GOAL OF THE EXERCISE
Pick up the car forum thread at the point where it ends and write the next part.

# TEXT PROVIDED start

Cadillac CTS is nothing more than a Chevrolet Malibu unless you want to drop $70,000 on the CTS-V.
Pontiac G8 is no longer available because Pontiac is dead.
The Jaguar XF is too f___ing expensive!
Lexus IS250? Meh.


----------



## mstrq (Jun 28, 2010)

Hu99 said:


> The Jaguar XF is too f___ing expensive!
> .


Jag XF comes fully loaded. The only options are audio system upgrade, wheel upgrade and radar cruise control. XF was one of the top 5 cars I was considering last summer, and the deal was a killer. Even before I started talking to the sales lady, she took off $5000 and finance rate was 0% (not a demo model or dealer lot cars)... And the price was further negotiable. :yikes:


----------



## pilotman (Feb 2, 2006)

Infiniti G37 as you mentioned, is by far the most reliable of the group. You can weld the hood shut on that for 120k miles.

I can get you employee discount if you want, it is already thousands cheaper then comparable BMW to begin with.

I still give the slight edge to BMW on refinement/style, but seriously you can get a G37 with 330bhp for about the same price as a 328 with 230bhp.


----------



## TRWham (Aug 21, 2004)

mstrq said:


> ...
> 
> If you sacrifice rear wheel drive, you can get an Audi A4. ...


Or expand the criteria to include AWD, but the A4 is 4 cylinder only now, right? The A6 has a 6 available I think.


----------



## mstrq (Jun 28, 2010)

TRWham said:


> Or expand the criteria to include AWD, but the A4 is 4 cylinder only now, right? The A6 has a 6 available I think.


I don't think A6's come with manual transmission. Maybe I'm wrong though. Even if OP includes AWD in the criteria, the choice doesn't expand any further than a couple of Acura cars.


----------



## superbreadninja (Jan 3, 2011)

Subaru? if you get the H6 engines they are 6 cylinders.


----------



## Test_Engineer (Sep 11, 2004)

# TEXT PROVIDED end
# DATASET EXCERPT start

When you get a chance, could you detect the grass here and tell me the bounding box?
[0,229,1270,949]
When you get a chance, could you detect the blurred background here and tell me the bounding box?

# DATASET EXCERPT end

RESPONSE TO THIS EXERCISE
mstrq said:


> Doesn't Mercedes C300 come with manual transmission as standard? At least it does in Canada. Or you can consider the 5 series.
> 
> If you are willing to sacrifice one of the criteria, here's my suggestion:
> 
> ...


Yes, The C300 does come with a manual, but the C350 is Auto only.


----------



## Coconutpete (Feb 7, 2008)

Manual transmission: Non-negotiable
Rear wheel drive: I really prefer RWD over AWD, but I'd change my mind for the right car.
6 Cylinder: non-negotiable

BMW 3 - obviously always an option
Infiniti G - OK... the more I look at this, it's actually growing on me. It's got several features I like - short throw on the shifter and no giant console you are forced to rest your arm on. This is actually a turnoff on the e90's.

Mercedes C - Does it really come w/ a manual? I'll have to research.

Cadillac CTS: As much as I appreciate what Cadillac has done to revamp themselves I just flat out refuse to drive one.

Pontiac G8: Hesitant to buy a dead brand car.

Lexus IS250: I remember writing this off mentally, I'll have to go find out why, HP maybe?
EDIT: 204HP!!! Are you friggin kidding me!!! Yep! That's why I wrote it off.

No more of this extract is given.